Could you retype all of the data below exactly as given?

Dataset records
┌──

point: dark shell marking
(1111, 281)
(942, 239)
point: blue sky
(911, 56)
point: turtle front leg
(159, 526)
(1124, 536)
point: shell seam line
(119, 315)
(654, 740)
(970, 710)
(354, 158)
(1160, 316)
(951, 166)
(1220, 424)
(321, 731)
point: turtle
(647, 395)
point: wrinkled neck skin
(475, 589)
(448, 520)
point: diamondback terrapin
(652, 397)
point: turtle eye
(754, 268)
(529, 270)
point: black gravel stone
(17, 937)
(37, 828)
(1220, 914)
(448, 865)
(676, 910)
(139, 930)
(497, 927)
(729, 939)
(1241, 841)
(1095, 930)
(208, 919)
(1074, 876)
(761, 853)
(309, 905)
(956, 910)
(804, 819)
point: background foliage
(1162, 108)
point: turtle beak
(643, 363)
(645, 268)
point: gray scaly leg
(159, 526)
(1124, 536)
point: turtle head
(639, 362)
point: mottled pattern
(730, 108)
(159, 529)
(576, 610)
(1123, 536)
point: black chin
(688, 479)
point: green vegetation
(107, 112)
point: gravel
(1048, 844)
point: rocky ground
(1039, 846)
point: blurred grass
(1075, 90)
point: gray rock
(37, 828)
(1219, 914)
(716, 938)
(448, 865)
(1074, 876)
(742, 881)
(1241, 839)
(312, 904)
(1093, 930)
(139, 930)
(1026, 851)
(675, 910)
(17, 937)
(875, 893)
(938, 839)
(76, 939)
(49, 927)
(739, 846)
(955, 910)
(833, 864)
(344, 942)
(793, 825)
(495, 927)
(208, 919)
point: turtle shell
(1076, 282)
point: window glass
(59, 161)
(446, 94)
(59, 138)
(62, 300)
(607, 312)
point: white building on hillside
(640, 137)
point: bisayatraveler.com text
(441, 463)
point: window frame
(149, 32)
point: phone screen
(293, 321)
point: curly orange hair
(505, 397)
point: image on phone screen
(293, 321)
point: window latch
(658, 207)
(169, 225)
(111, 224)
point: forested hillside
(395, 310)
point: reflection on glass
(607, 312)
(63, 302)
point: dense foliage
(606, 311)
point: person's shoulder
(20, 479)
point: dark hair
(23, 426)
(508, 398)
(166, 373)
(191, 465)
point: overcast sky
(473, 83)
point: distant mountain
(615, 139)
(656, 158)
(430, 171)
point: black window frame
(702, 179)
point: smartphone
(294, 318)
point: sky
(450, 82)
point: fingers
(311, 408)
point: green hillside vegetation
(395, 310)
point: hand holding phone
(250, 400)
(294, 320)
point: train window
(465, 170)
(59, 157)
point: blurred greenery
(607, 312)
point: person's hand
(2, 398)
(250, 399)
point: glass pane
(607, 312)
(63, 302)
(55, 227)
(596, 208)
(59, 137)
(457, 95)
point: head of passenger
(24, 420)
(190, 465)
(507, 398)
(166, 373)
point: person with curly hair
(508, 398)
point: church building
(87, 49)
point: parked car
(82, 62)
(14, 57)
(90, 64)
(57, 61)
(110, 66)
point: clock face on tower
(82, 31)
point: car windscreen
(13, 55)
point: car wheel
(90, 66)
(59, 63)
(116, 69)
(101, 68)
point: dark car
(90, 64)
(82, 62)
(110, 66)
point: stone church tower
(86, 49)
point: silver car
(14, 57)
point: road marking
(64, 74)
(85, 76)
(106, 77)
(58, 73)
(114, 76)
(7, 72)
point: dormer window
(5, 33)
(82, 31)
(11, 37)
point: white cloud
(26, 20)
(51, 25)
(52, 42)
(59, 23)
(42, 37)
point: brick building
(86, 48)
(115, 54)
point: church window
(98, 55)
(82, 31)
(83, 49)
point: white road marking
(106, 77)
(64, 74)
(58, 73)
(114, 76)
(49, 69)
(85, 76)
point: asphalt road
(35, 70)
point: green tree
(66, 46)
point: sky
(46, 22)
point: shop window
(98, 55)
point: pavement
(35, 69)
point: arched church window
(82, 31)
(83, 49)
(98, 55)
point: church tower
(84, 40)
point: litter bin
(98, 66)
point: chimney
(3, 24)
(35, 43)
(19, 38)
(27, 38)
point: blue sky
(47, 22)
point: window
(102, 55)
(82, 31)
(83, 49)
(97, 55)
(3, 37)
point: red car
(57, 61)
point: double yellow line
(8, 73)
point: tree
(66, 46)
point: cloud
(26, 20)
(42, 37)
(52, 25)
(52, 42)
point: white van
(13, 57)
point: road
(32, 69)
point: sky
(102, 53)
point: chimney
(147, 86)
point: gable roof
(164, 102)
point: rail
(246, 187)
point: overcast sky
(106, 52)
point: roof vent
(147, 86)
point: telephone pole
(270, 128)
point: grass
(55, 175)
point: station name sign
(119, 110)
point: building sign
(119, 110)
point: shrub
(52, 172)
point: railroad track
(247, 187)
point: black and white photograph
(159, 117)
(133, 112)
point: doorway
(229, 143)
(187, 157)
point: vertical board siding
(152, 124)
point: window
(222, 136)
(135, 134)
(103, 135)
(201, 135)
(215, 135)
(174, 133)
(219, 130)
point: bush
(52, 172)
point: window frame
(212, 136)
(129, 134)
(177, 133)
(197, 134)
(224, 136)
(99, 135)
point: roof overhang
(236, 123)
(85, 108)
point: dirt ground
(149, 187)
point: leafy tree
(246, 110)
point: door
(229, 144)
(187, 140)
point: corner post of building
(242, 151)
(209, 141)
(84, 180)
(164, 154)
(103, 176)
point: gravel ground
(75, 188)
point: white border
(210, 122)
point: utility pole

└──

**THE ANSWER:**
point: dark shell marking
(1111, 281)
(942, 239)
point: blue sky
(911, 56)
point: turtle front leg
(159, 526)
(1124, 536)
point: shell seam line
(119, 315)
(654, 740)
(970, 710)
(354, 158)
(1160, 316)
(951, 166)
(1220, 424)
(321, 731)
point: turtle
(647, 395)
point: wrinkled neck skin
(475, 589)
(448, 520)
point: diamondback terrapin
(652, 397)
point: turtle eye
(754, 268)
(529, 270)
point: black gravel stone
(17, 937)
(37, 828)
(1220, 914)
(448, 865)
(676, 910)
(139, 930)
(497, 927)
(729, 939)
(1241, 841)
(1095, 930)
(208, 919)
(1074, 876)
(761, 853)
(309, 905)
(956, 910)
(804, 819)
point: background foliage
(1162, 108)
point: turtle beak
(643, 363)
(645, 268)
point: gray scaly leg
(159, 526)
(1124, 536)
point: turtle head
(639, 362)
point: mottled pattern
(730, 108)
(159, 529)
(576, 610)
(1123, 536)
point: black chin
(688, 479)
point: green vegetation
(107, 112)
point: gravel
(1048, 844)
point: rocky ground
(1039, 846)
point: blurred grass
(1075, 90)
point: gray rock
(37, 828)
(1219, 914)
(716, 938)
(448, 865)
(1074, 876)
(742, 881)
(1241, 839)
(312, 904)
(1093, 930)
(139, 930)
(1026, 851)
(675, 910)
(17, 937)
(875, 893)
(938, 839)
(76, 939)
(49, 927)
(739, 846)
(955, 910)
(833, 864)
(344, 942)
(793, 825)
(495, 927)
(208, 919)
point: turtle shell
(1076, 282)
point: window glass
(59, 161)
(446, 94)
(59, 138)
(62, 300)
(607, 312)
point: white building on hillside
(640, 137)
point: bisayatraveler.com text
(441, 463)
point: window frame
(149, 32)
point: phone screen
(293, 321)
point: curly orange hair
(505, 397)
point: image on phone screen
(293, 321)
point: window latch
(658, 207)
(169, 225)
(111, 224)
point: forested hillside
(395, 310)
point: reflection on glass
(607, 312)
(63, 302)
point: dense foliage
(606, 311)
point: person's shoulder
(20, 479)
point: dark hair
(23, 426)
(508, 398)
(166, 373)
(191, 465)
point: overcast sky
(473, 83)
point: distant mountain
(615, 139)
(656, 158)
(430, 171)
point: black window frame
(702, 179)
point: smartphone
(294, 318)
point: sky
(450, 82)
point: fingers
(311, 408)
point: green hillside vegetation
(395, 310)
point: hand holding phone
(250, 400)
(294, 320)
point: train window
(465, 170)
(59, 157)
point: blurred greenery
(607, 312)
point: person's hand
(2, 398)
(250, 399)
point: glass pane
(607, 312)
(63, 302)
(55, 227)
(596, 208)
(59, 137)
(457, 95)
point: head of passenger
(24, 420)
(190, 465)
(507, 398)
(166, 373)
point: person with curly hair
(508, 398)
point: church building
(87, 49)
point: parked car
(82, 62)
(14, 57)
(90, 64)
(57, 61)
(110, 66)
point: clock face on tower
(82, 31)
point: car windscreen
(13, 55)
point: car wheel
(90, 66)
(59, 63)
(116, 69)
(101, 68)
point: dark car
(90, 64)
(82, 62)
(110, 66)
point: stone church tower
(86, 49)
point: silver car
(14, 57)
point: road marking
(64, 74)
(85, 76)
(106, 77)
(58, 73)
(114, 76)
(7, 72)
point: dormer window
(5, 33)
(82, 31)
(11, 37)
point: white cloud
(26, 20)
(51, 25)
(52, 42)
(59, 23)
(42, 37)
point: brick building
(86, 48)
(115, 54)
point: church window
(98, 55)
(82, 31)
(83, 49)
point: white road marking
(106, 77)
(64, 74)
(58, 73)
(114, 76)
(49, 69)
(85, 76)
point: asphalt road
(35, 70)
point: green tree
(66, 46)
point: sky
(46, 22)
point: shop window
(98, 55)
point: pavement
(35, 69)
point: arched church window
(82, 31)
(83, 49)
(98, 55)
point: church tower
(84, 40)
point: litter bin
(98, 66)
point: chimney
(3, 24)
(35, 43)
(19, 38)
(27, 38)
point: blue sky
(47, 22)
point: window
(102, 55)
(82, 31)
(83, 49)
(97, 55)
(3, 37)
point: red car
(57, 61)
point: double yellow line
(8, 73)
point: tree
(66, 46)
point: cloud
(26, 20)
(42, 37)
(52, 25)
(52, 42)
point: white van
(13, 57)
point: road
(32, 69)
point: sky
(102, 53)
point: chimney
(147, 86)
point: gable roof
(164, 102)
point: rail
(246, 187)
point: overcast sky
(106, 52)
point: roof vent
(147, 86)
point: telephone pole
(270, 128)
point: grass
(55, 175)
point: station name sign
(119, 110)
point: building sign
(119, 110)
point: shrub
(52, 172)
point: railroad track
(247, 187)
point: black and white photograph
(159, 117)
(133, 112)
point: doorway
(229, 143)
(187, 157)
point: vertical board siding
(152, 124)
point: window
(222, 136)
(135, 134)
(103, 135)
(201, 135)
(215, 135)
(174, 133)
(219, 130)
point: bush
(52, 172)
point: window frame
(212, 136)
(129, 134)
(177, 133)
(197, 134)
(224, 136)
(99, 135)
point: roof overhang
(236, 123)
(85, 108)
point: dirt ground
(149, 187)
point: leafy tree
(246, 110)
point: door
(229, 144)
(187, 140)
point: corner post of building
(242, 151)
(209, 141)
(84, 180)
(164, 154)
(103, 176)
point: gravel ground
(75, 188)
point: white border
(210, 122)
point: utility pole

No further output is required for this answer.